Letter to Houdini (19 november 1922)

From The Arthur Conan Doyle Encyclopedia
Letter in A Magician Among the Spirits p. 156-157 (1924)

This letter was written by Arthur Conan Doyle to Houdini on 19 november 1922 from Windlesham, Crowhorough, Sussex.

The letter was published by Houdini in his book A Magician Among the Spirits (1924).


Letter

Windlesham,
Crowhorough,
Sussex.
November 19, 1922.

My dear Houdini:—

They sent me the New York Sun with your article and no doubt wanted me to answer it, hut I have no fancy for sparring with a friend in public, so I took no notice.

But none the less, I felt rather sore about it. You have all the right in the world to hold your own opinion, but when you say that you have had no evidence of survival, you say what I cannot reconcile with what I saw with my own eyes. I know, by many examples, the purity of my wife's mediumship, and I saw what you got and what the effect was upon you at the time. You know also you yourself at once wrote down, with your own hand, the name of Powell, the one man who might he expected to communicate with me. Unless you were joking when you said that you did not know of this Powell's death, then surely that was evidential, since the idea that out of all your friends you had chanced to write the name of one who exactly corresponded, would surely be too wonderful a coincidence.

※

> **Exercise tasks**:
[1] From the Houdini letter, extract the passage starting with "This letter was" and going on through "the Spirits (1924).".
[2] List the place names in the address lines at the head of the Houdini letter.

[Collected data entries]
※

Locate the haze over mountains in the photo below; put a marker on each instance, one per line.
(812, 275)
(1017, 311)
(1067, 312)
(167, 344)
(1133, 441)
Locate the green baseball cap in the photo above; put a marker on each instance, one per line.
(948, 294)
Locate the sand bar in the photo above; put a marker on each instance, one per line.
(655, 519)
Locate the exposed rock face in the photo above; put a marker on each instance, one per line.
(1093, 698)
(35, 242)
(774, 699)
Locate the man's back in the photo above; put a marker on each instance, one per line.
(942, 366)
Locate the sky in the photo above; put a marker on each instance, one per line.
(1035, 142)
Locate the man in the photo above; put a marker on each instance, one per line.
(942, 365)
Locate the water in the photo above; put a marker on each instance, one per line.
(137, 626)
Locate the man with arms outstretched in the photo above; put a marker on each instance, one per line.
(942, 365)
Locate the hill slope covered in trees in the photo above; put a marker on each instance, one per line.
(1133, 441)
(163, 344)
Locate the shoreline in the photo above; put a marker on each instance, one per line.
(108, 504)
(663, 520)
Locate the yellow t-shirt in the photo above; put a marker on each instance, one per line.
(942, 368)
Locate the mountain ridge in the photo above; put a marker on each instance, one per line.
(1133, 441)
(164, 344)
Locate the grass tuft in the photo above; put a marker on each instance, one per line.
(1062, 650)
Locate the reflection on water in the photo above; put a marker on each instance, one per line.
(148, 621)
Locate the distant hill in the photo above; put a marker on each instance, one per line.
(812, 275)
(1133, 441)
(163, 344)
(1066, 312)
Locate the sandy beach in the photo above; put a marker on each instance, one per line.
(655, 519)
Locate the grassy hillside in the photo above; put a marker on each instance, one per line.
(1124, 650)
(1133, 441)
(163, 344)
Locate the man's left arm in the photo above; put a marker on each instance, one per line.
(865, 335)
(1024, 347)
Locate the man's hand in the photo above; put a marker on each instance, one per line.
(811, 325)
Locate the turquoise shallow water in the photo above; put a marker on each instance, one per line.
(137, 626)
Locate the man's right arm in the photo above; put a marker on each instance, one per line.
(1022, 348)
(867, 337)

※

> **Solutions**:
[1]
This letter was written by Arthur Conan Doyle to Houdini on 19 november 1922 from Windlesham, Crowhorough, Sussex.

The letter was published by Houdini in his book A Magician Among the Spirits (1924).

[2]
Windlesham
Crowhorough
Sussex